### TASK GOAL:
Transcribe the following records exactly, images excluded.

Stored data entries:

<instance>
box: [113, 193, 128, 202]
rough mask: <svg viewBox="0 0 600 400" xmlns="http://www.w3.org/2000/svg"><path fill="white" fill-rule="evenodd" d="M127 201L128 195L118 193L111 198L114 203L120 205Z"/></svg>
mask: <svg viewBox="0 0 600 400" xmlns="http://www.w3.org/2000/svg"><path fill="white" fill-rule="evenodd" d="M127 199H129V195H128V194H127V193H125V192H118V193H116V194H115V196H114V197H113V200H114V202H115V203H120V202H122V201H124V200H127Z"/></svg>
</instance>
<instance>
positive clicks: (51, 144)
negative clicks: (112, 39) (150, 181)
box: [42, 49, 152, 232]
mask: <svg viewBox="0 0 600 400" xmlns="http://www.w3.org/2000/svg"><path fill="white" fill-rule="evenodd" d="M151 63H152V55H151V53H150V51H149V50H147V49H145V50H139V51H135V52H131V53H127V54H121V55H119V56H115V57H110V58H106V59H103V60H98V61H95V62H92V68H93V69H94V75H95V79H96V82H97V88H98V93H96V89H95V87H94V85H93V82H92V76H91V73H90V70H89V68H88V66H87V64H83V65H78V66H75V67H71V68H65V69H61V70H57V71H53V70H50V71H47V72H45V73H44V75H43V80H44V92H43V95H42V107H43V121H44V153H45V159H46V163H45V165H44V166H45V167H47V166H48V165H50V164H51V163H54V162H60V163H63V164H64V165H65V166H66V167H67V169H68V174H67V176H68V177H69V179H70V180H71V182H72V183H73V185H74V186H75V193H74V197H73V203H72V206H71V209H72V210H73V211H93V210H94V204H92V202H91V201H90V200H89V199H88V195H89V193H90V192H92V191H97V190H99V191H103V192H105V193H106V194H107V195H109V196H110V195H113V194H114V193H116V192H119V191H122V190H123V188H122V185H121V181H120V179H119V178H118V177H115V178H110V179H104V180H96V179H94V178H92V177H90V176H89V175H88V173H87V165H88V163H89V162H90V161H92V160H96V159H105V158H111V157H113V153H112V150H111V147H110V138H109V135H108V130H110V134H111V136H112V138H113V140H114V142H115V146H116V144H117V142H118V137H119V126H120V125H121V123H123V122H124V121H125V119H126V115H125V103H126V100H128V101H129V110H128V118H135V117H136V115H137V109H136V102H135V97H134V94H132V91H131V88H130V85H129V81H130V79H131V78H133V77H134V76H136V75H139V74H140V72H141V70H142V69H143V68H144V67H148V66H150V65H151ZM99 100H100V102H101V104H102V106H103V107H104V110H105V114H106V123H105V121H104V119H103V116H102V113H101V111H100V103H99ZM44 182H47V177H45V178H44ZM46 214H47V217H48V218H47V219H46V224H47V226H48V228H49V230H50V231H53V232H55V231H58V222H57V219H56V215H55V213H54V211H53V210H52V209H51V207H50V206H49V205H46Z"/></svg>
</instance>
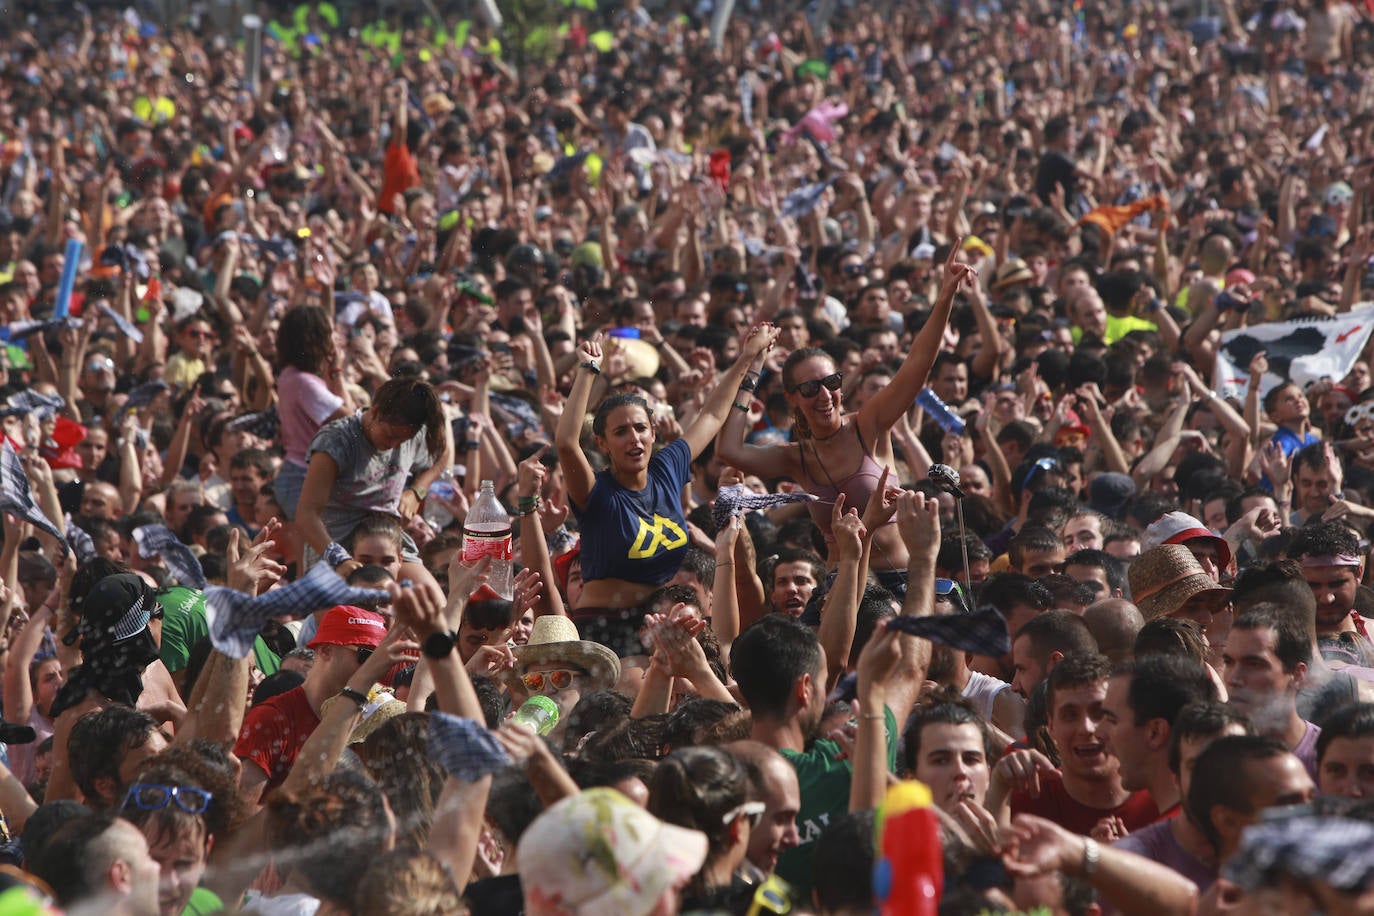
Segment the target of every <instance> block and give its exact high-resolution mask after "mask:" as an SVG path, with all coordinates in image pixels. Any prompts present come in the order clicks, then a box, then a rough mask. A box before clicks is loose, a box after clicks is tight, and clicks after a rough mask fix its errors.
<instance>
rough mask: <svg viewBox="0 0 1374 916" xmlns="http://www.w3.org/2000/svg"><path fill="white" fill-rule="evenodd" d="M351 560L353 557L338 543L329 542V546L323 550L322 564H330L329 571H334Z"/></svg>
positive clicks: (326, 547)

### ANSWER BELOW:
<instance>
box: [113, 193, 128, 202]
rough mask: <svg viewBox="0 0 600 400" xmlns="http://www.w3.org/2000/svg"><path fill="white" fill-rule="evenodd" d="M127 201L128 195L118 193L111 198L114 203L120 205Z"/></svg>
mask: <svg viewBox="0 0 600 400" xmlns="http://www.w3.org/2000/svg"><path fill="white" fill-rule="evenodd" d="M127 199H129V195H128V194H127V193H125V192H118V193H116V194H115V196H114V197H113V200H114V202H115V203H120V202H122V201H124V200H127Z"/></svg>
</instance>
<instance>
positive clicks: (51, 144)
negative clicks: (112, 39) (150, 181)
box: [42, 49, 152, 232]
mask: <svg viewBox="0 0 600 400" xmlns="http://www.w3.org/2000/svg"><path fill="white" fill-rule="evenodd" d="M151 63H152V55H151V53H150V51H149V50H147V49H145V50H139V51H135V52H131V53H127V54H121V55H119V56H115V57H110V58H106V59H103V60H98V61H95V62H92V68H93V69H94V75H95V79H96V82H97V88H98V93H96V89H95V87H94V85H93V82H92V76H91V73H90V70H89V68H88V66H87V64H83V65H78V66H75V67H71V68H65V69H61V70H57V71H53V70H50V71H47V72H45V73H44V75H43V80H44V92H43V95H42V107H43V121H44V153H45V159H46V163H45V165H44V166H45V167H47V166H48V165H50V164H51V163H54V162H60V163H63V164H64V165H65V166H66V167H67V169H68V174H67V176H68V177H69V179H70V180H71V182H72V183H73V185H74V186H75V193H74V197H73V203H72V206H71V209H72V210H73V211H93V210H94V204H92V202H91V201H90V200H89V199H88V195H89V193H90V192H92V191H97V190H99V191H103V192H105V193H106V194H107V195H109V196H110V195H113V194H114V193H116V192H119V191H122V190H123V188H122V185H121V181H120V179H119V178H118V177H115V178H110V179H104V180H96V179H94V178H92V177H90V176H89V175H88V173H87V165H88V163H89V162H90V161H92V160H96V159H105V158H111V157H113V153H112V150H111V147H110V138H109V135H108V130H110V134H111V136H112V138H113V140H114V142H115V146H116V144H117V142H118V137H119V126H120V125H121V123H123V122H124V121H125V119H126V115H125V103H126V100H128V101H129V110H128V118H135V117H136V115H137V109H136V102H135V97H134V94H132V91H131V88H130V85H129V81H130V79H131V78H133V77H134V76H136V75H139V74H140V72H141V70H142V69H143V68H144V67H148V66H150V65H151ZM99 100H100V102H101V104H102V106H103V107H104V110H105V114H106V123H105V121H104V119H103V116H102V113H101V111H100V103H99ZM44 182H47V177H45V178H44ZM46 214H47V217H48V218H47V219H46V224H47V226H48V228H49V230H50V231H53V232H55V231H58V222H57V219H56V215H55V213H54V211H53V210H52V209H51V207H50V206H49V205H46Z"/></svg>
</instance>
Segment the target of every <instance> block and give its exact high-resolution mask after "mask:" as an SVG path, with all coordinates in image pixels. Any prompts present come in the order clicks, then a box, then a rough mask. A box before clicks is loose, a box after clicks is tight, and clicks after a rough mask fix its errors.
<instance>
rough mask: <svg viewBox="0 0 1374 916" xmlns="http://www.w3.org/2000/svg"><path fill="white" fill-rule="evenodd" d="M351 560L353 557L338 543L329 542V546L323 550L322 564H330L329 571H334Z"/></svg>
positive clicks: (326, 547)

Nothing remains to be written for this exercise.